◆ **INSTRUCTIONS TO FOLLOW**
Render every line of the data below as a JSON list of strings, with one string per line and blank lines omitted.

***** MATERIAL PROVIDED

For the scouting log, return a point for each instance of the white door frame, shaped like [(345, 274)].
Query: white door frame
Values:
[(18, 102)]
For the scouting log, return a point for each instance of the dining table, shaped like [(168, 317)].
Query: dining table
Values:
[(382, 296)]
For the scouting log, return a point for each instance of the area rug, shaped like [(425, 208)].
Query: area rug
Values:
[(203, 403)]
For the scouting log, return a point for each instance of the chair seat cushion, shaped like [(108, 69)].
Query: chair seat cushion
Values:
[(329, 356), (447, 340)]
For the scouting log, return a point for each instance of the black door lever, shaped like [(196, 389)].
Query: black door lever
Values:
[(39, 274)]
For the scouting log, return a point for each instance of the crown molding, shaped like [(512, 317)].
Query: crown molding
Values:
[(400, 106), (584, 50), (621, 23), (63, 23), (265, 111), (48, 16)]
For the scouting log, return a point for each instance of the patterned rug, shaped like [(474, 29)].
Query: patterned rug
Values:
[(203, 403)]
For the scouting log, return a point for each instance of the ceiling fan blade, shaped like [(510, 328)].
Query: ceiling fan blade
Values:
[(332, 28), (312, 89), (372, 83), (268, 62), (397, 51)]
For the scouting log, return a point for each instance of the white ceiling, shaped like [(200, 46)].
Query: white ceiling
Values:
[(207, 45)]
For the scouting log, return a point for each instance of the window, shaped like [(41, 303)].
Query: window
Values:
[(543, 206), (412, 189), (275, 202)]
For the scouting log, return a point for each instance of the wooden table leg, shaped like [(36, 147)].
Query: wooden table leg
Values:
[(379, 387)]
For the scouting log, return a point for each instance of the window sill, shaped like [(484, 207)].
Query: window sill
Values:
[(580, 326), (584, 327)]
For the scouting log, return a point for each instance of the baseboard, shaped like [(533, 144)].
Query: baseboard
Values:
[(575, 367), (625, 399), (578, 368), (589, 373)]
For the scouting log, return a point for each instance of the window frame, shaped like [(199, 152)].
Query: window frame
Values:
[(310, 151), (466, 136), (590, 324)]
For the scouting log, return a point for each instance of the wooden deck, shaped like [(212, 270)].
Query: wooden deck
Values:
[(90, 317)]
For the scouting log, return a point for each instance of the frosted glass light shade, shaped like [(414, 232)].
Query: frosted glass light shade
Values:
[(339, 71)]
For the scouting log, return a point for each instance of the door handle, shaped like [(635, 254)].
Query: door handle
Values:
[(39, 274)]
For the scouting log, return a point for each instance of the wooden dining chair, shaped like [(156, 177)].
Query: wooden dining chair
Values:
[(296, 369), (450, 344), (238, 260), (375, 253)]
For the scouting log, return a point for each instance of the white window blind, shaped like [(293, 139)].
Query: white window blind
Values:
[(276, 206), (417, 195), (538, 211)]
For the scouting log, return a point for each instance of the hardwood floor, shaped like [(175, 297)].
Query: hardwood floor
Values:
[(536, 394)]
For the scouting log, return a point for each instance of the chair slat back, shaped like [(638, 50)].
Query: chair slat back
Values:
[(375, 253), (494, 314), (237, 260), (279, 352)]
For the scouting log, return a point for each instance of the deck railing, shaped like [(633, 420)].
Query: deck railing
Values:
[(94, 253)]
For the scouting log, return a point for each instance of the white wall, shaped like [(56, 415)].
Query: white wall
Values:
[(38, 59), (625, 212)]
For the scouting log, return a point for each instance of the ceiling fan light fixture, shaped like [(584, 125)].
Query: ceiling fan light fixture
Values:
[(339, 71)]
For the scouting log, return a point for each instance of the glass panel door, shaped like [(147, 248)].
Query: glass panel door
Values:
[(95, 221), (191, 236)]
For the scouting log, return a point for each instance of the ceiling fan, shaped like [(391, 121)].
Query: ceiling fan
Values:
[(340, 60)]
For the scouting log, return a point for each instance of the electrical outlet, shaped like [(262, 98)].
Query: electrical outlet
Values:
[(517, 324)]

**********

◆ **TASK SOLUTION**
[
  "For the scouting log, return a point for each instance of the white door frame, shaped like [(345, 274)].",
  "Query: white door frame",
  "Values:",
  "[(18, 102)]",
  "For the scouting log, return a point for each instance of the dining table, shaped like [(168, 317)].",
  "Query: dining table",
  "Values:",
  "[(382, 296)]",
  "For the scouting log, return a point for each instance of the area rug, shaped like [(425, 208)].",
  "Query: area rug",
  "Values:",
  "[(203, 403)]",
  "For the scouting log, return a point for each instance of the chair seat cushion, shaped like [(108, 69)].",
  "Query: chair seat cushion",
  "Values:",
  "[(329, 356), (447, 340)]",
  "For the scouting log, return a point for each instance of the black door lever, shaped like [(196, 389)].",
  "Query: black door lever",
  "Values:",
  "[(39, 274)]",
  "For the scouting log, return a point for each instance of the crown molding, shaped like [(512, 317)].",
  "Query: crown molding",
  "Values:",
  "[(400, 106), (584, 50), (621, 23), (63, 23), (265, 111), (48, 16)]",
  "For the scouting log, return a point for each instance of the patterned rug, shaped like [(474, 29)].",
  "Query: patterned rug",
  "Values:",
  "[(203, 403)]",
  "For the scouting log, return a point for each instance of the ceiling fan blade, shaped like [(510, 328)].",
  "Query: ceiling fan blade",
  "Values:",
  "[(332, 28), (312, 89), (372, 83), (268, 62), (397, 51)]",
  "For the scouting log, return a point for each instance of the white ceiling, shaped like [(200, 46)].",
  "Query: white ceiling",
  "Values:",
  "[(207, 45)]",
  "For the scouting log, return a point for each instance of the window, shaped like [(41, 303)].",
  "Query: window",
  "Values:",
  "[(543, 206), (412, 189), (275, 202)]",
  "For the scouting log, return a point for each instance of the wooden table leg, shaped like [(36, 147)].",
  "Query: wooden table leg",
  "Values:",
  "[(379, 387)]",
  "For the scouting log, return a point for each instance of the window sill, shaped like [(484, 207)].",
  "Query: window sill",
  "Values:",
  "[(580, 326), (584, 327)]",
  "For the scouting log, return a point for each instance of the baseboard, shaped like [(533, 144)].",
  "Query: baseboard",
  "Values:",
  "[(575, 367), (625, 399), (578, 368), (589, 373)]",
  "For the scouting log, return a point for each instance of the window frame, shaped like [(199, 152)].",
  "Query: window frame",
  "Values:",
  "[(310, 151), (466, 136), (590, 324)]",
  "For the scouting log, return a point for each instance of the wooden deck, shaped like [(212, 270)].",
  "Query: wooden deck",
  "Values:",
  "[(90, 317)]",
  "For the scouting log, return a point for each instance of the frosted glass light shade, shaped like [(414, 232)].",
  "Query: frosted glass light shade",
  "Values:",
  "[(339, 71)]",
  "For the scouting log, return a point for each instance of the door handle, shaped like [(635, 254)].",
  "Query: door handle",
  "Values:",
  "[(39, 274)]",
  "For the scouting log, return a point for each instance of the wooden dining chair, shaped like [(156, 177)].",
  "Query: wooden dining chair",
  "Values:",
  "[(296, 369), (450, 344), (238, 260), (375, 253)]",
  "For the scouting log, return a point for each instance of the white window blind, shaped like [(293, 139)].",
  "Query: white window blind",
  "Values:",
  "[(276, 206), (417, 195), (538, 211)]",
  "For the scouting log, return a point for each instance of the hardwood floor, shaped like [(175, 297)].",
  "Query: hardwood floor",
  "Values:",
  "[(536, 394)]",
  "For the scouting log, return a point for each instance of the chair slat back, shaped like [(638, 50)].",
  "Query: chair slat back",
  "Values:",
  "[(375, 253), (494, 314), (237, 260), (279, 352)]",
  "For the scouting log, return a point for each instance of the deck railing, shaped like [(633, 420)].",
  "Query: deck railing",
  "Values:",
  "[(94, 253)]",
  "For the scouting log, return a point for each instance of the white wall, shaped like [(56, 415)].",
  "Query: white wall",
  "Values:",
  "[(38, 59), (625, 212)]",
  "For the scouting log, return a point for each instance of the ceiling fan light fixture, shaped like [(584, 125)].",
  "Query: ceiling fan light fixture",
  "Values:",
  "[(339, 71)]",
  "For the scouting log, return a point for each instance of the glass panel door, shaped like [(147, 248)].",
  "Query: glass panel door",
  "Values:",
  "[(95, 221), (191, 236)]",
  "For the scouting log, return a point for each instance of the ceiling fan, shaped like [(391, 121)].",
  "Query: ceiling fan",
  "Values:",
  "[(340, 60)]",
  "For the scouting log, return a point for each instance of the electrical outlet, shaped like [(262, 98)].",
  "Query: electrical outlet",
  "Values:",
  "[(517, 324)]"
]